▶ DIRECTIONS: Could you change "hillside" to "slope" in the lines starting with the first one and going on through the line with "[58,88,240,179]", keeping everything else as it is and leaving the pictures out?

+===+

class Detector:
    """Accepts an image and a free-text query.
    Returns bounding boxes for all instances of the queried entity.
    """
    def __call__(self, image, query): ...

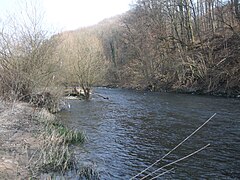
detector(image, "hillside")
[56,0,240,97]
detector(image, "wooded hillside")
[57,0,240,96]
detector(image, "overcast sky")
[0,0,133,30]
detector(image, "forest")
[59,0,240,96]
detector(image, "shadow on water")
[58,88,240,179]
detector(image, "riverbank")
[0,101,84,179]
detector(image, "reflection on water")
[61,88,240,179]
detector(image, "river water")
[61,88,240,180]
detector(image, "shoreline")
[0,101,85,179]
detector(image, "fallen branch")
[130,113,216,180]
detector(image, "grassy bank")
[0,101,97,179]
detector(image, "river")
[61,88,240,180]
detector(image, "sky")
[0,0,133,30]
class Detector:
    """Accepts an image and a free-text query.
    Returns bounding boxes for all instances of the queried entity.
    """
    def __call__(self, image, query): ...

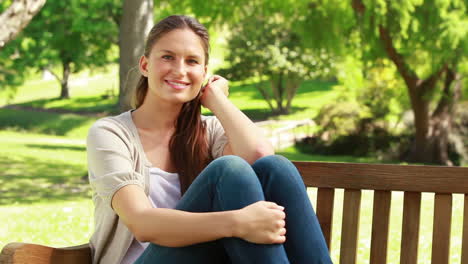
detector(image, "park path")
[2,105,315,150]
[255,119,315,150]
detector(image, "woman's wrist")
[229,209,242,238]
[204,91,230,114]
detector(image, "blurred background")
[0,0,468,263]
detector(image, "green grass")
[0,65,463,263]
[0,199,94,248]
[276,147,380,163]
[0,108,98,139]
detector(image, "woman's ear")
[138,55,148,77]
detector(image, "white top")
[121,167,181,264]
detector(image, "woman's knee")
[252,155,302,183]
[252,155,296,171]
[208,155,257,187]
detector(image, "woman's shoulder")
[88,111,133,143]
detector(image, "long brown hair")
[133,15,213,194]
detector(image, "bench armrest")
[0,243,91,264]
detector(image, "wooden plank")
[461,194,468,264]
[317,188,335,251]
[431,193,452,264]
[400,192,421,264]
[0,243,91,264]
[370,191,392,264]
[294,161,468,193]
[340,190,361,264]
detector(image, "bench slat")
[0,243,91,264]
[317,188,335,251]
[340,189,361,264]
[400,192,421,264]
[370,191,392,264]
[461,194,468,264]
[294,161,468,193]
[431,193,452,264]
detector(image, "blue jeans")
[135,156,332,264]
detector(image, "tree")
[221,13,330,114]
[0,0,118,98]
[0,0,46,50]
[119,0,153,110]
[302,0,468,164]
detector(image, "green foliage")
[302,0,468,79]
[0,0,120,93]
[220,13,329,113]
[0,109,97,138]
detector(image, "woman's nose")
[172,60,187,75]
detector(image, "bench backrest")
[294,162,468,264]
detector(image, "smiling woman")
[87,16,331,264]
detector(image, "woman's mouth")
[164,80,190,90]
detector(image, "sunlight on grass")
[0,199,93,248]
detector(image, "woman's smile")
[164,80,190,90]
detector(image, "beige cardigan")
[86,111,227,264]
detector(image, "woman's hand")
[235,201,286,244]
[201,75,229,110]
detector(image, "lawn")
[0,67,463,263]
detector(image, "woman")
[87,16,331,264]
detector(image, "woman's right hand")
[235,201,286,244]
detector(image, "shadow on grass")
[0,108,94,136]
[242,106,307,122]
[18,96,118,115]
[229,80,336,100]
[0,156,91,205]
[25,144,86,152]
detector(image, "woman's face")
[140,29,206,104]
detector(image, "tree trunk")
[119,0,153,111]
[60,62,70,99]
[407,68,461,165]
[0,0,46,50]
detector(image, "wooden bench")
[0,162,468,264]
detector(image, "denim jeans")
[135,155,331,264]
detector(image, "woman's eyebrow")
[158,49,202,60]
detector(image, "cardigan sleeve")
[86,119,144,207]
[205,116,229,159]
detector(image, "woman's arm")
[112,185,286,247]
[202,75,274,164]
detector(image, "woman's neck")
[132,98,182,131]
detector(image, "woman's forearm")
[132,208,236,247]
[210,94,274,164]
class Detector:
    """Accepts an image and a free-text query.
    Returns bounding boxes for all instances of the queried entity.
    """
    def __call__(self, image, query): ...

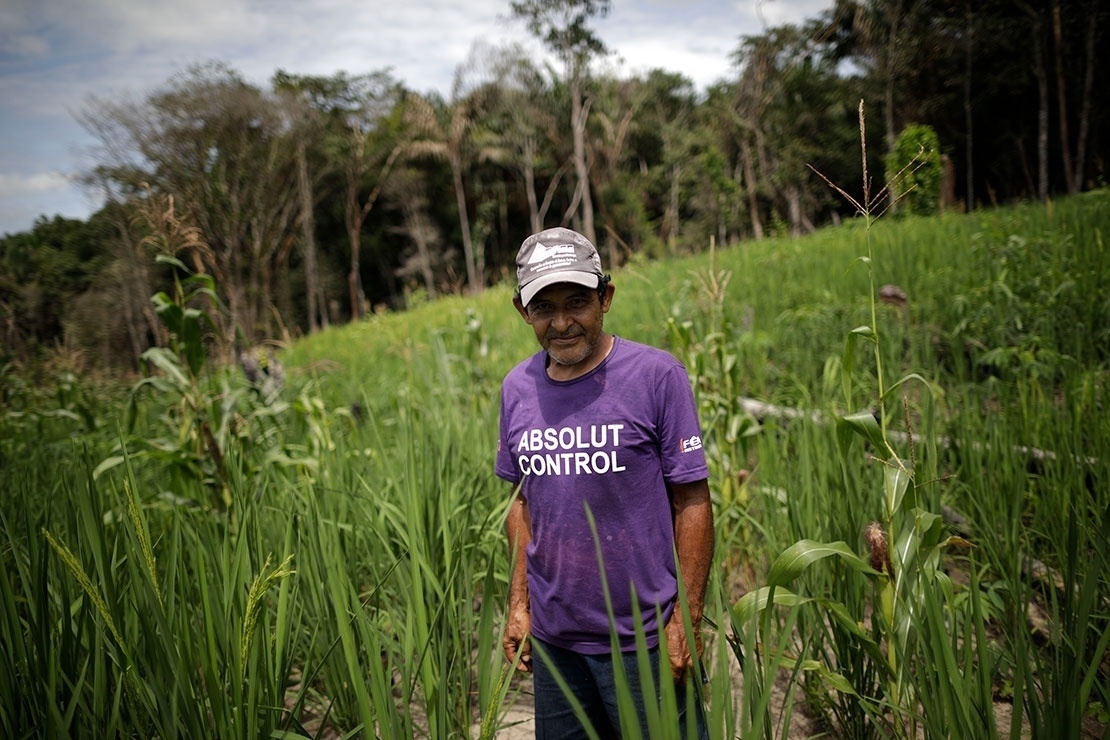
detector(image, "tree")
[81,63,300,351]
[509,0,611,244]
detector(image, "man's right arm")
[502,493,532,672]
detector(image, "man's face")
[516,283,613,372]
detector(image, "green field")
[0,190,1110,738]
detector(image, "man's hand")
[663,607,703,683]
[502,609,532,673]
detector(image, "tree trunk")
[740,136,764,240]
[1052,0,1076,195]
[451,155,485,295]
[1033,21,1048,203]
[1072,0,1099,193]
[296,139,327,334]
[568,77,597,244]
[963,2,975,208]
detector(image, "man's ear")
[513,293,532,324]
[602,283,617,313]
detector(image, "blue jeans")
[532,636,708,740]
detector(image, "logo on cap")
[528,244,575,265]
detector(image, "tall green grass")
[0,191,1110,738]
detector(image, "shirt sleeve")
[656,361,709,484]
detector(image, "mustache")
[544,331,586,339]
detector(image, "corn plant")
[734,103,995,738]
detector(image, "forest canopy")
[0,0,1110,369]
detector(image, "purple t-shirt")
[495,337,708,653]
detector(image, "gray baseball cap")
[516,226,602,306]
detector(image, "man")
[496,229,713,738]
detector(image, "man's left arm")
[665,479,714,681]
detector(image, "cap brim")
[521,272,599,307]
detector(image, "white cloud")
[0,0,833,230]
[0,172,72,197]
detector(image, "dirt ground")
[471,666,824,740]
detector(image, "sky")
[0,0,834,234]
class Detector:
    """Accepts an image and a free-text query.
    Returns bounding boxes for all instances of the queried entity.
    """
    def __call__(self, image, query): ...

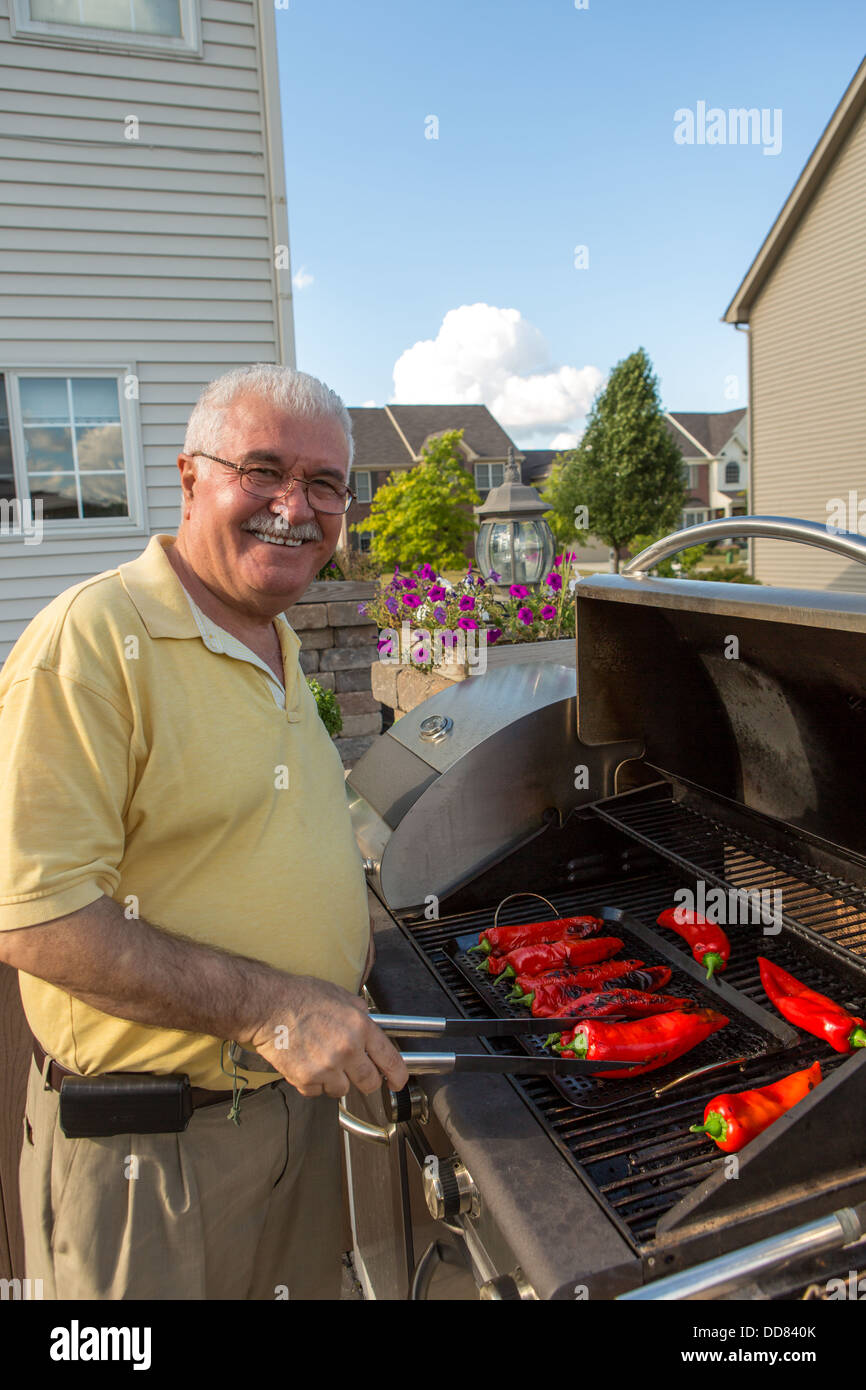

+===+

▶ FINISHED TASK:
class Detector:
    """Accepts an image and a free-text query.
    Returns bounding boxes for all instances of the queried entity.
    """
    def __call__(self, image, query): ...

detector(image, "slope")
[56,0,240,97]
detector(image, "wooded slope")
[57,0,240,96]
detector(image, "overcast sky")
[0,0,133,30]
detector(image, "forest")
[59,0,240,96]
detector(image, "shadow on water")
[58,88,240,179]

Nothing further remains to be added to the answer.